GOAL — In the records below, locate the line containing "Identify the brown", then output that line and all later lines exactly, through the last one.
** start of EXERCISE INPUT **
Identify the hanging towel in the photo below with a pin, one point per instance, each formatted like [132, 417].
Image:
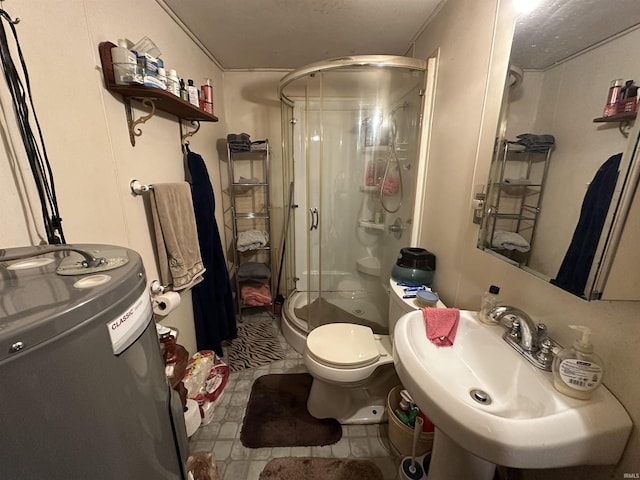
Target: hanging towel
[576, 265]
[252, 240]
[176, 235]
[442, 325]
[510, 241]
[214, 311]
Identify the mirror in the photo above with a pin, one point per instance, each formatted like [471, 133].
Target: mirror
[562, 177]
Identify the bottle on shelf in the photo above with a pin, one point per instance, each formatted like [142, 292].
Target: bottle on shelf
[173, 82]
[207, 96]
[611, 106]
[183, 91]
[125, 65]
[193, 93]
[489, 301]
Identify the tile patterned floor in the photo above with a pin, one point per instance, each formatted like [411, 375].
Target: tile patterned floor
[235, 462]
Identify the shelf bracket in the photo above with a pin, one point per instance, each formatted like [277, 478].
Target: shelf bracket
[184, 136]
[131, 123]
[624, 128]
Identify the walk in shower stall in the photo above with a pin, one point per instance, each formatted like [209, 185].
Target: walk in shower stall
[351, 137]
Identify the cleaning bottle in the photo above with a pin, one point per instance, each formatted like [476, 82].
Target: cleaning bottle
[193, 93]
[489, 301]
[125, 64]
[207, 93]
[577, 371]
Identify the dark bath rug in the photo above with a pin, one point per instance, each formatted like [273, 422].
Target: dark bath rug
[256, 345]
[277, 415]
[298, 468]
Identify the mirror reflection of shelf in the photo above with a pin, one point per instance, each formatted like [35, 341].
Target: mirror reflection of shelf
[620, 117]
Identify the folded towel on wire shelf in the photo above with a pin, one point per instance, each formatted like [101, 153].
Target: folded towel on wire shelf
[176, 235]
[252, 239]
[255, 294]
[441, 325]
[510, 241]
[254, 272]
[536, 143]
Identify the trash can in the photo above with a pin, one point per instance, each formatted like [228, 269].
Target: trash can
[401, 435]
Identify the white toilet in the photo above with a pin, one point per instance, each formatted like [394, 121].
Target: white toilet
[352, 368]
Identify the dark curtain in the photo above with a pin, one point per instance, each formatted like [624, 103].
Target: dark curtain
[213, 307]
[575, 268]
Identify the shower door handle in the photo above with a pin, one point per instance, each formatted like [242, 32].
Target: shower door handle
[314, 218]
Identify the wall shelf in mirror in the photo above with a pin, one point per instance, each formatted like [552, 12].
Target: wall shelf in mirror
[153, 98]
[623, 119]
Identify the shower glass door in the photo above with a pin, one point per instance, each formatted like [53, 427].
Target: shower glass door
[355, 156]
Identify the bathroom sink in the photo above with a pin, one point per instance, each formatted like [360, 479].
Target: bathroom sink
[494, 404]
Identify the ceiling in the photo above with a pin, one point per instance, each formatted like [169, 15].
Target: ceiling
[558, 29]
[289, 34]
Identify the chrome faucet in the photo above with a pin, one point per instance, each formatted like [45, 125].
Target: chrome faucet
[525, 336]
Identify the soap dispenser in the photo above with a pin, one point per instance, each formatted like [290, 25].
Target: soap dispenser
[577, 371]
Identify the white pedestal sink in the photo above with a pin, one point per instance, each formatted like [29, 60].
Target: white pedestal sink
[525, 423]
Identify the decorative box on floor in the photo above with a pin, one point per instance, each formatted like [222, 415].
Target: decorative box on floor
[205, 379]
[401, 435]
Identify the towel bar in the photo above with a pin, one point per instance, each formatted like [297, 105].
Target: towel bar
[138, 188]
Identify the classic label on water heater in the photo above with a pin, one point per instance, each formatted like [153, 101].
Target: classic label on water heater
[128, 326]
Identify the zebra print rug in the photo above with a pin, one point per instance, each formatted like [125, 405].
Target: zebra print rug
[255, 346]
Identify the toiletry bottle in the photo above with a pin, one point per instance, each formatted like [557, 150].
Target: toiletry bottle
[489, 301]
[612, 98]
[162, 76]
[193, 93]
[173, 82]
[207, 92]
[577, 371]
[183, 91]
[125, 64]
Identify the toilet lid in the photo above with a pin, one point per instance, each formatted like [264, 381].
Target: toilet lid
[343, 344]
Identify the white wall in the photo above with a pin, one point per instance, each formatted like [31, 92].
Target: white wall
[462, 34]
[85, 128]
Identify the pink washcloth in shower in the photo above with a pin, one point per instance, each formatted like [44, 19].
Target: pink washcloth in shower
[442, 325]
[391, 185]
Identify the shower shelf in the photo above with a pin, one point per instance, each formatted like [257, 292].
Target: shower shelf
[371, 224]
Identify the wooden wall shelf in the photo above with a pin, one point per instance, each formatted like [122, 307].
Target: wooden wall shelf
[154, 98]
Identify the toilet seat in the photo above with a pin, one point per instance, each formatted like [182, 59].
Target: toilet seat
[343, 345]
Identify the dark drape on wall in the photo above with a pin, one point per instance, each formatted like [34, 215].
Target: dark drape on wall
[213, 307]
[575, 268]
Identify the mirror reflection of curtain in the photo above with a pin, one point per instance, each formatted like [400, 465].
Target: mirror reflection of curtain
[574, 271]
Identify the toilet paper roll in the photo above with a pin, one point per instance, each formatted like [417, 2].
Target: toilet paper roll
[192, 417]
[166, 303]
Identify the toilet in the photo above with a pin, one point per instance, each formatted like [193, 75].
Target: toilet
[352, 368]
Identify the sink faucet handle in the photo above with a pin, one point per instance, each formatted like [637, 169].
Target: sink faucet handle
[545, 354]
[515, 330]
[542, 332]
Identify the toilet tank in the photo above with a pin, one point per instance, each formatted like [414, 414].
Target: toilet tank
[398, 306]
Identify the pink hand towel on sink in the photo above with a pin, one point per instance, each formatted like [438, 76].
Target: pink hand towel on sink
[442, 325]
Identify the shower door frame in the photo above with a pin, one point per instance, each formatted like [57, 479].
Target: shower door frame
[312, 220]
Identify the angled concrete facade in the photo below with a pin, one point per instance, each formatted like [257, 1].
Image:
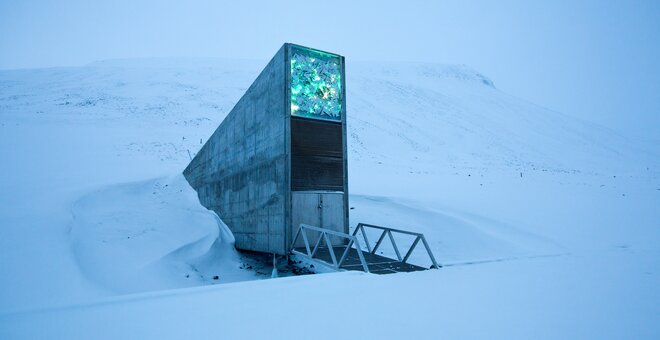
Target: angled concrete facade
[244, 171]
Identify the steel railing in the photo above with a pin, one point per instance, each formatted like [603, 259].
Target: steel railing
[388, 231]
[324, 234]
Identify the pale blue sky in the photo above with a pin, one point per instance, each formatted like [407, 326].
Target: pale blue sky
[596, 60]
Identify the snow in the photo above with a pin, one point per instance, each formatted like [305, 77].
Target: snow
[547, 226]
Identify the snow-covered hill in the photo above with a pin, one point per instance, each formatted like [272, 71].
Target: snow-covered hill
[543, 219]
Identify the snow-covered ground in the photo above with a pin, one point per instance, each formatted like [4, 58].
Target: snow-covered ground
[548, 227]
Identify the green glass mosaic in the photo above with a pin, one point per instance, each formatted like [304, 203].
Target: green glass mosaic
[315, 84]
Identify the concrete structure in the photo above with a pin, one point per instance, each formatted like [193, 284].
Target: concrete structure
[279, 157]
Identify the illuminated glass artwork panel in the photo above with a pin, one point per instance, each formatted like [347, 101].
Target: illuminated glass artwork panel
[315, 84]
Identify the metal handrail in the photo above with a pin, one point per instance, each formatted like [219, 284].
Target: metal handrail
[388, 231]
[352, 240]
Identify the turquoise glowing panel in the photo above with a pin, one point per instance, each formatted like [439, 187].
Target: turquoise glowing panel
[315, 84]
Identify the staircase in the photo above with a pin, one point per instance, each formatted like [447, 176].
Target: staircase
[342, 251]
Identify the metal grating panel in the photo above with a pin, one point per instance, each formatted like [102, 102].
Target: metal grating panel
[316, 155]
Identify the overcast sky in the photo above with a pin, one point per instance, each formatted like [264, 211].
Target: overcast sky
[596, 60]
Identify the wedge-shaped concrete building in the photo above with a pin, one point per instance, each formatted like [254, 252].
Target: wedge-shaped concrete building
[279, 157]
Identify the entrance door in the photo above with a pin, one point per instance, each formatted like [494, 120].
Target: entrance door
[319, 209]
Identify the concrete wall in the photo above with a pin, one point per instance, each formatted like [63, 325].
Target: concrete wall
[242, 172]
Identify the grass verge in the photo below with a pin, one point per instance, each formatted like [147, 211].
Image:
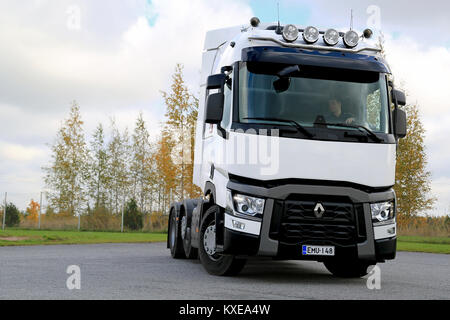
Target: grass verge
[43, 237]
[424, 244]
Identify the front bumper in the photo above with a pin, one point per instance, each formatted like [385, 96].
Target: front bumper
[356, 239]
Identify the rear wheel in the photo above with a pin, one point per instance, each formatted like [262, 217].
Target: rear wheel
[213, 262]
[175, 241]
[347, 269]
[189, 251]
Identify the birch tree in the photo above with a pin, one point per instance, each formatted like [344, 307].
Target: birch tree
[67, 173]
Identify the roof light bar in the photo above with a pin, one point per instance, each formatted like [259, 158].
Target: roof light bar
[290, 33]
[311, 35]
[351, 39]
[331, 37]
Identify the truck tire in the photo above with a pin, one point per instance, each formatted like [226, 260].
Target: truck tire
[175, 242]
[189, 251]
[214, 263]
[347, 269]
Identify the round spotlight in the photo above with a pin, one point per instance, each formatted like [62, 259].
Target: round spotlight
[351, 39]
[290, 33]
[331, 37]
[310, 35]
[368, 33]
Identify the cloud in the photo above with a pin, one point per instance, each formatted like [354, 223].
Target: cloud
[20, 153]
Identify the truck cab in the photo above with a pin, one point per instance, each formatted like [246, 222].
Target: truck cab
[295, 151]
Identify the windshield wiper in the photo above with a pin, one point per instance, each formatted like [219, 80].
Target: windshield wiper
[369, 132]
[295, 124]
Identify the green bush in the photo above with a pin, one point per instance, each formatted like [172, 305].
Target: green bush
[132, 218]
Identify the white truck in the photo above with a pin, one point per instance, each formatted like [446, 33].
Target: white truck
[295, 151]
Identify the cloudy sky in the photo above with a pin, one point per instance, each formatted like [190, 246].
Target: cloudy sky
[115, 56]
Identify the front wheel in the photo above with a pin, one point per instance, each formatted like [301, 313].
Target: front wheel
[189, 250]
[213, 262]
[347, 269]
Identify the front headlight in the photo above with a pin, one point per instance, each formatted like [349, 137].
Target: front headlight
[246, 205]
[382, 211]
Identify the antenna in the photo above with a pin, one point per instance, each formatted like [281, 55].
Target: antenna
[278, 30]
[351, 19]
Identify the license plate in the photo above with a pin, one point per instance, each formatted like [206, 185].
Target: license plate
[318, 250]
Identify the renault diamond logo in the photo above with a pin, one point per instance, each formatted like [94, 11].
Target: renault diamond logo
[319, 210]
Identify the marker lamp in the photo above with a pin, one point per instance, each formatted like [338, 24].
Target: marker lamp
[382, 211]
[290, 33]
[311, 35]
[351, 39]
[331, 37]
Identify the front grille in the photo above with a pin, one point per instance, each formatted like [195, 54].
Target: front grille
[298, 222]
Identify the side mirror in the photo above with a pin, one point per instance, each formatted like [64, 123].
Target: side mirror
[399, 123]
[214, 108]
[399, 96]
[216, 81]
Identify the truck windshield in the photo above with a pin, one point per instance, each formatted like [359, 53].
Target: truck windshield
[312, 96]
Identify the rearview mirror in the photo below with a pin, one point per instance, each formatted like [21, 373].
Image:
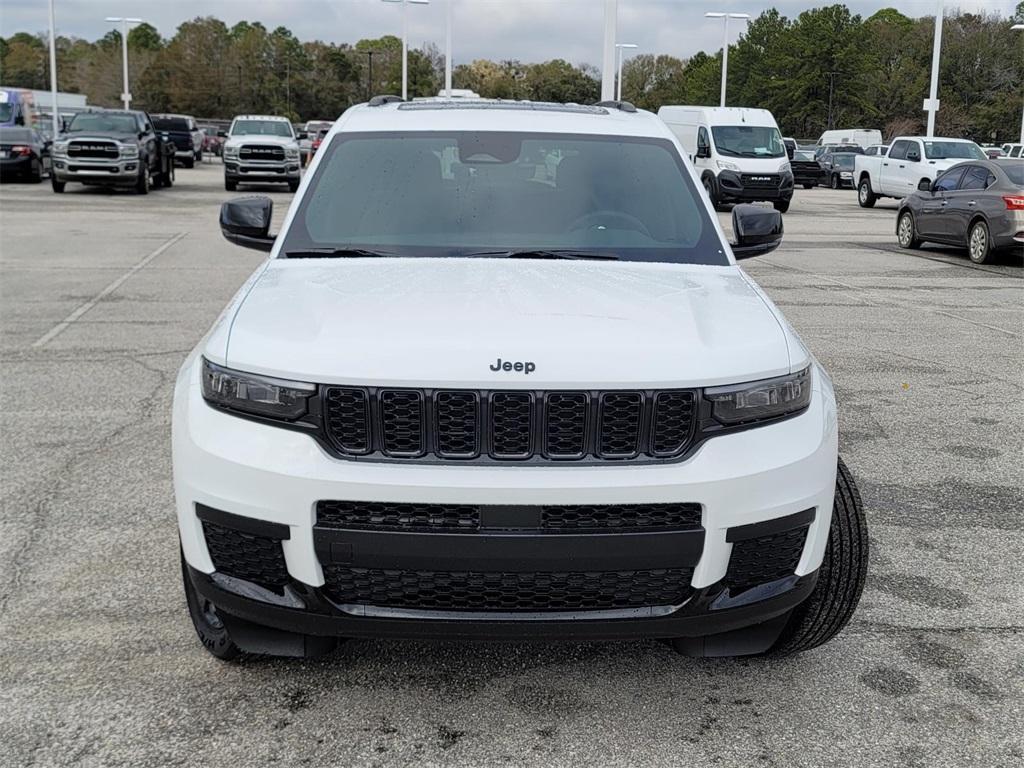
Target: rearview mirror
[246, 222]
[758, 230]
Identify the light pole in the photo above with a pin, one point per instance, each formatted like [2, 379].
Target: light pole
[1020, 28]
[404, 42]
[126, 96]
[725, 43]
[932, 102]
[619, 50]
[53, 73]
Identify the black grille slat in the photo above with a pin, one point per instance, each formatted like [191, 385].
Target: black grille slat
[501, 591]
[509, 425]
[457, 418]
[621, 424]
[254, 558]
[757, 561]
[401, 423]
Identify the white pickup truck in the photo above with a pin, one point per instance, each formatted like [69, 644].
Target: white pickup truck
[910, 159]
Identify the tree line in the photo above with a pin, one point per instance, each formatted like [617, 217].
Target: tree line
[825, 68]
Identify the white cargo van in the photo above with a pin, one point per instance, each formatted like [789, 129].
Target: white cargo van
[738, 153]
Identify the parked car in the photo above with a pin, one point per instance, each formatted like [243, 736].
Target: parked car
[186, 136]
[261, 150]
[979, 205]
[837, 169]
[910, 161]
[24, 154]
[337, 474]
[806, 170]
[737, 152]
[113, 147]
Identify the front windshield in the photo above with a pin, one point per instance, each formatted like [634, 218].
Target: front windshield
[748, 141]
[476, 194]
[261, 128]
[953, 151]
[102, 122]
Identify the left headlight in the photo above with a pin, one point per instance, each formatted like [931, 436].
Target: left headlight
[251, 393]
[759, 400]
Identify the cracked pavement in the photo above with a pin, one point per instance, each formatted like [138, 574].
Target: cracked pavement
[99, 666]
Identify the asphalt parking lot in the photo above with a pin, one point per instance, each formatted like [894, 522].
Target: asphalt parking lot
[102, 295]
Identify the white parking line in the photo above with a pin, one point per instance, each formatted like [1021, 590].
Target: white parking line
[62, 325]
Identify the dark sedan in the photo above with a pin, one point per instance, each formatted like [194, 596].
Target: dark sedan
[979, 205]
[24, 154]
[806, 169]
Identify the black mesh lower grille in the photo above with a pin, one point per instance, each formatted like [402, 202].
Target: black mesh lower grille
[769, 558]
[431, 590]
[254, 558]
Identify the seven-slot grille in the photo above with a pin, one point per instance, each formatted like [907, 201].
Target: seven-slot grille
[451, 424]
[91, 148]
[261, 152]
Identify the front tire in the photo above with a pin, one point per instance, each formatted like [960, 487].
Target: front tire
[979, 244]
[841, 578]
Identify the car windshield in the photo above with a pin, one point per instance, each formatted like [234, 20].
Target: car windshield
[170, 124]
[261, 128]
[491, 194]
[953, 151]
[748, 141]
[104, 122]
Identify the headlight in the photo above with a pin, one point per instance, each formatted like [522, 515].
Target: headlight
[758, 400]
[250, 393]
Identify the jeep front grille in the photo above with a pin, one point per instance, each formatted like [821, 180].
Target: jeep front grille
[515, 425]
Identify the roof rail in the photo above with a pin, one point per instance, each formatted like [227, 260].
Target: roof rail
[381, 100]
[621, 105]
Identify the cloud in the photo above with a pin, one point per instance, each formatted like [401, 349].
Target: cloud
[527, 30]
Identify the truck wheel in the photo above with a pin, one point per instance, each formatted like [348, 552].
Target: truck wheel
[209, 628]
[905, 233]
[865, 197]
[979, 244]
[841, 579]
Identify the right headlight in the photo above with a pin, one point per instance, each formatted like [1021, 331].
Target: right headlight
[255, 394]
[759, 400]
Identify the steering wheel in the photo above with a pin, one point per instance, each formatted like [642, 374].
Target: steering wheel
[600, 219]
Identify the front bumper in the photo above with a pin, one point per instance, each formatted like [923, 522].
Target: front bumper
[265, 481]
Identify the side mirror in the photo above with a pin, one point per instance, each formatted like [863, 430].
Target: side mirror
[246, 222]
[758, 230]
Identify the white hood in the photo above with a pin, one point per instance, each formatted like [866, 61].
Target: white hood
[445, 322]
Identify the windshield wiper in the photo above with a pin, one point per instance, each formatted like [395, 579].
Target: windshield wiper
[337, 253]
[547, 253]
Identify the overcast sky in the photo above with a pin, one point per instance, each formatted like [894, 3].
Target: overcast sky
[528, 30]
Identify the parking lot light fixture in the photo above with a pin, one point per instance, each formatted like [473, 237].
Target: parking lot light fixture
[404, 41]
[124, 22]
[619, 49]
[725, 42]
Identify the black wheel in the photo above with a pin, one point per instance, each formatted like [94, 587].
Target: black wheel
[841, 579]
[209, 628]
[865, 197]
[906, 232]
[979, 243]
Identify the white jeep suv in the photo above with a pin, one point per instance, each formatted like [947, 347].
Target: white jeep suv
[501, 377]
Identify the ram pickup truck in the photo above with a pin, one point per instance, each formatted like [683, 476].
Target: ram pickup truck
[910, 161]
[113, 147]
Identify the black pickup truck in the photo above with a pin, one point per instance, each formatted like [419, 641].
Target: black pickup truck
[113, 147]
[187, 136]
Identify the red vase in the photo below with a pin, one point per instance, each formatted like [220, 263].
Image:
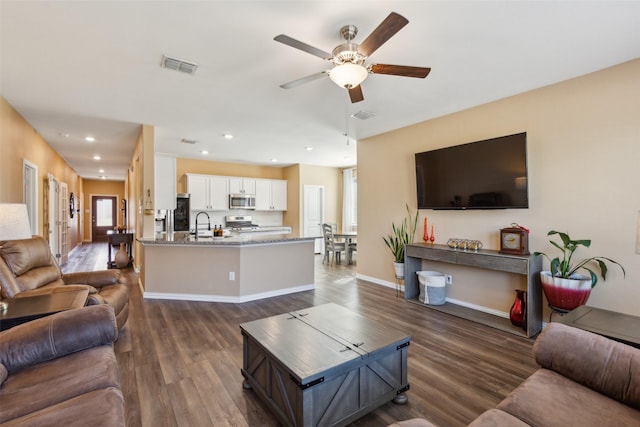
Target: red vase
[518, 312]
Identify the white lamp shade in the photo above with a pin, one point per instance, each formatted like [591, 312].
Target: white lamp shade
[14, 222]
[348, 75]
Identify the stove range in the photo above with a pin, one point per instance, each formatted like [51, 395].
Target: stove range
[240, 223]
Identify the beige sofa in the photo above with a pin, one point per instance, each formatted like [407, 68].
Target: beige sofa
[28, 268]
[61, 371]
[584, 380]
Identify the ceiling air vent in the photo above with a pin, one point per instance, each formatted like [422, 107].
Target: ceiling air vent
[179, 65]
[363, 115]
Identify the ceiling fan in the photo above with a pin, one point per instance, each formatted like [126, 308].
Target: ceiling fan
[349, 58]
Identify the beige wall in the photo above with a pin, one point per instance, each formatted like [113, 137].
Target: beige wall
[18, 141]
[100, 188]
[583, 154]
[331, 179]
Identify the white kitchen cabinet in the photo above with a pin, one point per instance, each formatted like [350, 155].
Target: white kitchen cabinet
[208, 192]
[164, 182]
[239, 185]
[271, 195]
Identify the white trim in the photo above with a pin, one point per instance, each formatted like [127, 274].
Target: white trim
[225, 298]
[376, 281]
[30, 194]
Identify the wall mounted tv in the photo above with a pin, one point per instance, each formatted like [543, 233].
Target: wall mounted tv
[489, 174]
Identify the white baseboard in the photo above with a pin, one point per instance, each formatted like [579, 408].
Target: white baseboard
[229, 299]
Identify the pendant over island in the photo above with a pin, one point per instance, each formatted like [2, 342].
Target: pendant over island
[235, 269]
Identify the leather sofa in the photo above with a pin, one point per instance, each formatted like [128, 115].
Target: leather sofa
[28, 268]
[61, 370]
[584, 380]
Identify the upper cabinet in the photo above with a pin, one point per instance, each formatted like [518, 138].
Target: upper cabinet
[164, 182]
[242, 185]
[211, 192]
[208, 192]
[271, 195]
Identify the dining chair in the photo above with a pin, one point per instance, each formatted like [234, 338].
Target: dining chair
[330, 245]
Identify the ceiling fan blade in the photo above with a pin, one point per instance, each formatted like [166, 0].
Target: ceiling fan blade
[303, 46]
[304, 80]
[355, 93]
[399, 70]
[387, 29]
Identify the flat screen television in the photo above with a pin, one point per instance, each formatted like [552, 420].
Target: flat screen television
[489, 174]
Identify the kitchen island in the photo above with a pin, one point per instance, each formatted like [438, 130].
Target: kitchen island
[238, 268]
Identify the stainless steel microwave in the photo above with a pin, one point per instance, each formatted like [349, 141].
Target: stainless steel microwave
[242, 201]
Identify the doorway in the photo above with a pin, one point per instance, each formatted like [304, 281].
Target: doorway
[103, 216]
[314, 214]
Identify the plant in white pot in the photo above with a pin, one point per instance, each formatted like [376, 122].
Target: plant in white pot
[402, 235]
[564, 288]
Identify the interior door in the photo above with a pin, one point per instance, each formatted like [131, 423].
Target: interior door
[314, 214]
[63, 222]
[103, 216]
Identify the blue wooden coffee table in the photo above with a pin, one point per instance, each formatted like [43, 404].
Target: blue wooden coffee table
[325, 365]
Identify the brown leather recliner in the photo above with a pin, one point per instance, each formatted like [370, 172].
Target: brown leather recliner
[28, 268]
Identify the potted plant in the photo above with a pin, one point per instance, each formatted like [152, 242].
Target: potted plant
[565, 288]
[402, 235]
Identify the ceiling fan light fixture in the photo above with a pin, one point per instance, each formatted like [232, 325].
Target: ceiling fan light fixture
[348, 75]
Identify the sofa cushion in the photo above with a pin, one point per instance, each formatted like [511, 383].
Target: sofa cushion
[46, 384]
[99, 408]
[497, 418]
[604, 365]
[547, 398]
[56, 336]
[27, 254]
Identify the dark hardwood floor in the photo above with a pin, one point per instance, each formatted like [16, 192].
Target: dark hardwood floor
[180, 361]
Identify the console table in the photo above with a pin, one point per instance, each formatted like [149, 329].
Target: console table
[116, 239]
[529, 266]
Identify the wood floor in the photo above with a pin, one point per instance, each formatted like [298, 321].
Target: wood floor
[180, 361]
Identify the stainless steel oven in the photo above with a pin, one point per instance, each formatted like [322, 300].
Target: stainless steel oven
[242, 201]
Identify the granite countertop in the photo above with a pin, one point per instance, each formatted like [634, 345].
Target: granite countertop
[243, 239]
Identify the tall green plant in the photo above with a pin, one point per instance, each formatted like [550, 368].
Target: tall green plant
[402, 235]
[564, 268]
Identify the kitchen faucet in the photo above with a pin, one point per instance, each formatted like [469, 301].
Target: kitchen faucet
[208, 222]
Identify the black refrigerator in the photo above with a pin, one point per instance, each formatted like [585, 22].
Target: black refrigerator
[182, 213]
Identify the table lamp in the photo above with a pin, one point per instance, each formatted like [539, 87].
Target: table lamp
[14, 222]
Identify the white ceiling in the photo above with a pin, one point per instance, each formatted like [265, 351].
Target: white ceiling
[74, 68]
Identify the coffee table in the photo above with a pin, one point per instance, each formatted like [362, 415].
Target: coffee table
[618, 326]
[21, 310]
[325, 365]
** end of EXERCISE INPUT **
SOLUTION BELOW —
Identify the brown leather recliner in the photo above with a pin, one point per instance, each formatted like [370, 172].
Target: brown leather recliner
[28, 268]
Identify the potted plant in the photo above with a pin, one point per instance, each formatted like [152, 242].
Target: potted plant
[565, 288]
[402, 235]
Identify the ceiling fan light fixture in the photo above with a pin, one point per instance, each formatted like [232, 325].
Target: ceiling fan light fixture
[348, 75]
Identify the sofa cushion in the photo above with a pin, one point per instance, each formatted like [511, 383].
Target: sofa cushion
[46, 384]
[99, 408]
[497, 418]
[604, 365]
[547, 398]
[56, 336]
[27, 254]
Identify the dark hardwood floor in the photo above with a pin, one point per instance, each formatted like [16, 192].
Target: dark hardwood floor
[180, 361]
Identify the console table in the photo above with a pin, one point per instance, each formatted like [149, 329].
Target: console table
[116, 239]
[529, 266]
Identify the wood floor in the photo above with a pin, one point per instance, each formatted like [298, 321].
Target: wood floor
[180, 361]
Identify the stainless steel oven in the photo above with a pin, one point per instance, each formatted like [322, 300].
Target: stainless steel oven
[242, 201]
Identify the granite countertop in the photo above with a pin, one point per instance, each formatted like [634, 345].
Target: granite countertop
[243, 239]
Identify the tall green plant in the photo above with a pin, one point per instance, each formatted like [550, 368].
Target: tall green plant
[402, 235]
[564, 268]
Identify the kitchen faucet in the photo above with a pin, one point per instance, each formatted like [469, 301].
Target: kitchen faucet
[208, 222]
Identify the black refrigerator in the photo above with a pin, one point per instance, each formatted like [585, 22].
Target: black refrigerator
[182, 213]
Identify the table lamp in the photo above with a pin, one point per instance, each formatted like [539, 87].
Target: table lamp
[14, 222]
Identify the white ceiling in the photo above with a pin, one point per instance, each formatted like [265, 351].
Target: white ceiling
[74, 68]
Identify the coffee table in the photo above with a pin, one point per instance, each formatted like [362, 415].
Target: coffee table
[618, 326]
[21, 310]
[325, 365]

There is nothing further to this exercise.